(BLOC DE TEXTE):
⟨
Quel suivi thérapeutique pour les pédophiles ?
La castration chimique, un traitement hormonal inhibiteur de libido qui vise à anéantir les envies sexuelles, est possible. Par un mécanisme immédiatement efficace après une injection ou la prise d’un médicament, le cerveau croit à une surproduction de testostérone, ce qui neutralise les fonctions érectiles et les pulsions sexuelles. La castration n’est pas une sanction pénale mais une voie thérapeutique volontaire. Elle ne peut pas être imposée et la vérification de son exécution dépend également de la bonne volonté du concerné. Ce traitement est cependant temporaire. À son arrêt, la véritable testostérone revient et réveille le désir sexuel. Le traitement médical est donc couplé avec un travail psychologique nécessaire pour lutter efficacement contre la déviance sexuelle qu’est la pédophilie.
Latifa Bennari et Françoise Louis-Morin s’accordent sur un point : la démarche des intercepteurs de pédophiles serait contre-productive. “Il faut proposer une aide aux pédophiles, il n’y a pas que la répression qui marche !”, s’énerve la présidente de L’Ange bleu. Françoise Louis-Morin va plus loin. “On ne peut pas faire de la prévention chez des gens qui n’en veulent pas et qui sont obligés.” Pour elle, c’est auprès des enfants qu’il faut agir, dans leur éducation. “La prévention ne peut se faire qu’en apprenant aux enfants ce qui peut être dangereux.” Elle estime, par exemple, qu’un enfant de moins de quatorze ans ne devrait pas avoir accès à un ordinateur, sans contrôle parental, dans sa chambre. “Il faut que les parents sachent à quel point c’est facile de rentrer en contact avec des mineurs sur Internet.”
⟩
(Données de pointage par expressions référentielles)
⟨
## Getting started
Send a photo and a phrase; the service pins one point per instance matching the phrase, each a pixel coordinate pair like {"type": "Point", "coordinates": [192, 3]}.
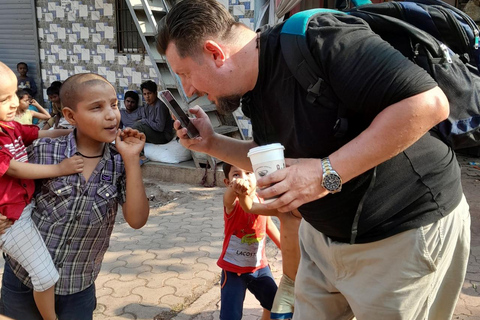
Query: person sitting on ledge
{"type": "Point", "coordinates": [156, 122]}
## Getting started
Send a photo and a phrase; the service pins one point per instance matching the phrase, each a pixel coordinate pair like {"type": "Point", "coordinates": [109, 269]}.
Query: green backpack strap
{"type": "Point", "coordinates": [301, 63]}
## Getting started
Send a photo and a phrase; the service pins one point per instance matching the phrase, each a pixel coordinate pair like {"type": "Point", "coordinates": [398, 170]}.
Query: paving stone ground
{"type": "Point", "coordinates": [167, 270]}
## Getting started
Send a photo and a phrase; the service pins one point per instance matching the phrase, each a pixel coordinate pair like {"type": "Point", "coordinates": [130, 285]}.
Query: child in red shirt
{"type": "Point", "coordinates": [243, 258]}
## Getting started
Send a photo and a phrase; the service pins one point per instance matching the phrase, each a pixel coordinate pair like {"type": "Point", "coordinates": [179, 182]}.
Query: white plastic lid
⟩
(TRAVAIL À FAIRE): Reprenez, s'il vous plaît, le texte sur le suivi thérapeutique des pédophiles après sa dernière phrase et poursuivez-le.

(RÉPONSE):
Pour ces mineurs, les conséquences peuvent être dramatiques. Les traumatismes infligés par une agression sexuelle subie dans l’enfance ont des répercussions sur le développement des victimes. Clara*, victime d’un viol à 9 ans, a eu beaucoup de mal à dépasser cette épreuve. “Après ce qui s’est passé, j’étais dans le déni, à tel point que j’ai fini par oublier ce qui s’était passé. C’est à la suite d’un nouveau traumatisme, qui n’était pas sexuel, que j’ai retrouvé la mémoire. Ça a été très difficile, j’étais dans ma première année d’études supérieures et j’ai dû arrêter. J’ai été suivie pendant plusieurs années par un éducateur et une psychologue. Aujourd’hui, surtout grâce à ma famille et mes amis, je vais bien mais ça restera en moi pour toujours.”
Les victimes sont régulièrement absentes du débat qui entoure la légitimité des “chasseurs” de pédophiles, souvent réduit à une opposition entre intercepteurs et autorités judiciaires. Néanmoins, elles sont les premières concernées : les agressions pédophiles subies durant l’enfance façonnent la vie sexuelle des victimes. Déjà en 1997, Françoise Louis-Morin expliquait dans Le Soir que plus de 50 % d’anciennes victimes devenaient agresseurs à leur tour.